## Texto fornecido
Feito água que cai do céu

 



Hoje amanheceu chovendo por aqui. Quando o dia está assim, eu sinto um conforto que o calor não traz. O céu fechado por nuvens carregadas de chuva e o barulho da água caindo, fazem com que eu me conecte com algo que passa distante da efusividade e da empolgação que os dias quentes trazem.

Parece que a chuva nos pede calma, desde a gota que escorre lenta no vidro da janela até o trânsito parado por causa dos esgotos abarrotados de lixo. Quando a chuva chega, ela traz à tona o que vínhamos empurrando para debaixo do tapete.

As pessoas parecem ficar mais tranquilas em dias chuvosos. Alguma coisa no barulho da água e no céu escuro por nuvens de chuva mexe com as nossas emoções e parece nos convidar para o interior de nós mesmos. Pelo menos, é o que eu sinto quando observo a mim e aos outros em dias assim.

Eu gosto quando as pessoas estão mais voltadas para dentro. Gosto de gente profunda, de gente que reconhece o valor da introspecção e sabe que a vida exige seriedade para com os assuntos da alma. E quais são os assuntos da alma? Tudo o que é água.

Tudo aquilo que te faz perder o sono de madrugada; tudo aquilo que, por mais bobo que pareça, ainda te mete medo; aquilo que te preocupa; aquilo que você não consegue expressar através de palavras, mas que grita alto dentro do peito e, quando não bem trabalhado, acaba sendo manifestado no corpo em forma de doença.

Tem alguma coisa na água que cai do céu que mexe com a nossa forma de sentir a vida. Não à toa, a água é o elemento que está relacionado às nossas emoções. O que será que acontece no inconsciente da gente quando vê chuva caindo do céu?

Não me venha com respostas científicas e trabalhos acadêmicos sobre o tema, hoje não quero as certezas da vida material, quero o mistério daquilo que a ciência ainda não consegue explicar.

Meu palpite é que acontece alguma conexão entre a água que cai do céu e a água parada dentro da gente. Um rio de sentimentos mal resolvidos, pronto para transbordar.

Quando eu trabalhava fora de casa, observava que todos os colegas ficavam mais quietos em dias chuvosos. Quase sempre tinha alguém parado em frente a uma janela, vendo a chuva cair; meio que olhando para o nada, meio que olhando para tudo. Como se houvesse um encantamento nos pingos de chuva escorrendo pelo vidro.

## Listagem de dados
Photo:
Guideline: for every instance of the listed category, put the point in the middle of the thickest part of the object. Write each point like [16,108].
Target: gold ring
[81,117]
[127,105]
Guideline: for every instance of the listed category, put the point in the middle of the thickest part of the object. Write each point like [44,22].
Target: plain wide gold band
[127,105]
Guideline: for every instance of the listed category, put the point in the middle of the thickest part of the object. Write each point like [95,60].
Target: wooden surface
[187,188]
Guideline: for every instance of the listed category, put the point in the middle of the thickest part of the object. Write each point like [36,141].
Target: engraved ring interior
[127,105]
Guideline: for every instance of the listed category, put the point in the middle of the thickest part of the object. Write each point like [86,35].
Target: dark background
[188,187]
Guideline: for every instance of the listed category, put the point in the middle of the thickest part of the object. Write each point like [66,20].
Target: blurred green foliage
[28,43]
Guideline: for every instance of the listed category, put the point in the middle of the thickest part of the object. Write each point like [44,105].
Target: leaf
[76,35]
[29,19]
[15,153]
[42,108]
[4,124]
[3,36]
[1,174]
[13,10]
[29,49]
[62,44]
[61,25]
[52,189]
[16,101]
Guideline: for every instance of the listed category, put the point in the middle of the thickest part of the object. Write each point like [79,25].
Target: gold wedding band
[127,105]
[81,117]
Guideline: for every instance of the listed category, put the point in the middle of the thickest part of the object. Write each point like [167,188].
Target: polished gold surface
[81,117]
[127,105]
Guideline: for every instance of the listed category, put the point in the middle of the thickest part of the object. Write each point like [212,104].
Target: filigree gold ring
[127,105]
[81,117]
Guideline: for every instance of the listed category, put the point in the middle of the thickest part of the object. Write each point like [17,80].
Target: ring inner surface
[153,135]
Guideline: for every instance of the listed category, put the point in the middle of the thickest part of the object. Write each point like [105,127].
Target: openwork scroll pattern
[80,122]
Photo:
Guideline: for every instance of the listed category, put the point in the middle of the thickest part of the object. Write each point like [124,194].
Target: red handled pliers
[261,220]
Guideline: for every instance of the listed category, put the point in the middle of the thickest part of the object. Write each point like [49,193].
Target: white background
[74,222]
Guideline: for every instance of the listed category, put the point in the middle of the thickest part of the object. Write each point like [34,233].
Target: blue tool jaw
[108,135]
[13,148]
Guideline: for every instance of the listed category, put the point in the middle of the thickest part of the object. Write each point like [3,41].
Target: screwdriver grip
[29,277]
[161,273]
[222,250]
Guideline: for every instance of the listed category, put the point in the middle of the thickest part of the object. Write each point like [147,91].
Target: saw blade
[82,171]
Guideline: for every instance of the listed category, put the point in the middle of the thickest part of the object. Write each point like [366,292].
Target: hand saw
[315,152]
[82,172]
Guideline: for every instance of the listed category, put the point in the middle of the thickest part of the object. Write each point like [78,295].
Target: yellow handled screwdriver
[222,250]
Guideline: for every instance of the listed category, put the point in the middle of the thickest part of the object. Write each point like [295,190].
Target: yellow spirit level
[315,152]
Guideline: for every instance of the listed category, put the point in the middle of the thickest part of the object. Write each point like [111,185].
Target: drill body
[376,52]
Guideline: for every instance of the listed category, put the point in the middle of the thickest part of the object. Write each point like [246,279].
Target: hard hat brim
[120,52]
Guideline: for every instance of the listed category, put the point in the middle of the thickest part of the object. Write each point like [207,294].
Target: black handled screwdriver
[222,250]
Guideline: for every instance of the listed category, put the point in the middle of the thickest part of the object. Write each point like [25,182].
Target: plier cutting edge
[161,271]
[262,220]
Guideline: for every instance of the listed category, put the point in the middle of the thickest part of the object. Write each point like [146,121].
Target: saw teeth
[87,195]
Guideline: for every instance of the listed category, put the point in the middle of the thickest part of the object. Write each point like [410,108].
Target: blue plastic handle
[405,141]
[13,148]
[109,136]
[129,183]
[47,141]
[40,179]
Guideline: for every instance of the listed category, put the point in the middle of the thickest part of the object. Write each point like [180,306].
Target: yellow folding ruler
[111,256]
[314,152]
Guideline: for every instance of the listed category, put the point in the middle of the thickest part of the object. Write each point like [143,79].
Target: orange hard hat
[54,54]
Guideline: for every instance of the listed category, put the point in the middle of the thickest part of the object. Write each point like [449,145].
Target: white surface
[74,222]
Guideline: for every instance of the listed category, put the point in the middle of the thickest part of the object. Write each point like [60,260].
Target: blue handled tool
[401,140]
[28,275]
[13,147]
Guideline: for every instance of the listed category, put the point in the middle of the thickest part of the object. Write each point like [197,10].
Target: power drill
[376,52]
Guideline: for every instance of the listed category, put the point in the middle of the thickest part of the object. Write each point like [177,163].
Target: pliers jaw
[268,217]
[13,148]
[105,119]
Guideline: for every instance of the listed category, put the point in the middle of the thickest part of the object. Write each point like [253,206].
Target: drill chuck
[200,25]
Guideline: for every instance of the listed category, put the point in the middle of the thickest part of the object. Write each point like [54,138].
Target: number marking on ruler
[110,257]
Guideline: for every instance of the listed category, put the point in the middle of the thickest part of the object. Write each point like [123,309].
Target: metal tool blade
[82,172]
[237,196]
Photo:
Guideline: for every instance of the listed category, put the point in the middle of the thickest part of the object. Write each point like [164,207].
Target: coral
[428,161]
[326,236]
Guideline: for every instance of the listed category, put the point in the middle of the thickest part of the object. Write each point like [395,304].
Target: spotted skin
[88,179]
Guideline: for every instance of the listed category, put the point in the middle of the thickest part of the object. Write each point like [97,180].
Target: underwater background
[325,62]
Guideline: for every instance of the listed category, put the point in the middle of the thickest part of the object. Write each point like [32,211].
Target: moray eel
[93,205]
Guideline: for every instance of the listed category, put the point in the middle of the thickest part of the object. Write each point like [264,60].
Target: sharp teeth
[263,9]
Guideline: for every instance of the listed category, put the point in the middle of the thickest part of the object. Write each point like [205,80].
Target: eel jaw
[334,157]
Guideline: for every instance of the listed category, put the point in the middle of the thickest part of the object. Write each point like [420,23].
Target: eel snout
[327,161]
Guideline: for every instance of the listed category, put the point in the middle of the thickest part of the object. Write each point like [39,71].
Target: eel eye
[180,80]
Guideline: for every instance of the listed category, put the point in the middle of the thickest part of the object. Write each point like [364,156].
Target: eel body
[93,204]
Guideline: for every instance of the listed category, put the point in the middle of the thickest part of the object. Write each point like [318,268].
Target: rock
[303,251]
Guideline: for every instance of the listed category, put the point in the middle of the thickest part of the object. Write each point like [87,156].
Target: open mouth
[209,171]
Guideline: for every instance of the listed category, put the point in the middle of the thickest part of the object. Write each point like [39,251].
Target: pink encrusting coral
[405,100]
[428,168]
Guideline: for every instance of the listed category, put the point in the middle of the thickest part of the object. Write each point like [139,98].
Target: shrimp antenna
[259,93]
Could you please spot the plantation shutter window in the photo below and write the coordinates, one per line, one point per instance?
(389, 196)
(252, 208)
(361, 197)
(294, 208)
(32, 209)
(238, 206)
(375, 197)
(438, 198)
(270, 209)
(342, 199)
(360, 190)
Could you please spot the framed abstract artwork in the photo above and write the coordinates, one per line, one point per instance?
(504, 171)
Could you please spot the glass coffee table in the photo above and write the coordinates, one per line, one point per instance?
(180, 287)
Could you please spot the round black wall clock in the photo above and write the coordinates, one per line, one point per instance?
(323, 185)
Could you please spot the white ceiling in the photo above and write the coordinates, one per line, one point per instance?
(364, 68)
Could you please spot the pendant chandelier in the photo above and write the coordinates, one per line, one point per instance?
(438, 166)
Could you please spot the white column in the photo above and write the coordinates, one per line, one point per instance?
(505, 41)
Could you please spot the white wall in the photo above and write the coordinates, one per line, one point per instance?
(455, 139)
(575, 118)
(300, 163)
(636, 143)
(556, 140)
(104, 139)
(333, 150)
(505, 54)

## O que fazer
Reproduza o texto sobre a chuva em tudo o que vai de "Parece que a" até "que é água.", substituindo "tapete" por "carpete". A listagem não tem qualquer papel neste exercício.

## Resposta do exercício
Parece que a chuva nos pede calma, desde a gota que escorre lenta no vidro da janela até o trânsito parado por causa dos esgotos abarrotados de lixo. Quando a chuva chega, ela traz à tona o que vínhamos empurrando para debaixo do carpete.

As pessoas parecem ficar mais tranquilas em dias chuvosos. Alguma coisa no barulho da água e no céu escuro por nuvens de chuva mexe com as nossas emoções e parece nos convidar para o interior de nós mesmos. Pelo menos, é o que eu sinto quando observo a mim e aos outros em dias assim.

Eu gosto quando as pessoas estão mais voltadas para dentro. Gosto de gente profunda, de gente que reconhece o valor da introspecção e sabe que a vida exige seriedade para com os assuntos da alma. E quais são os assuntos da alma? Tudo o que é água.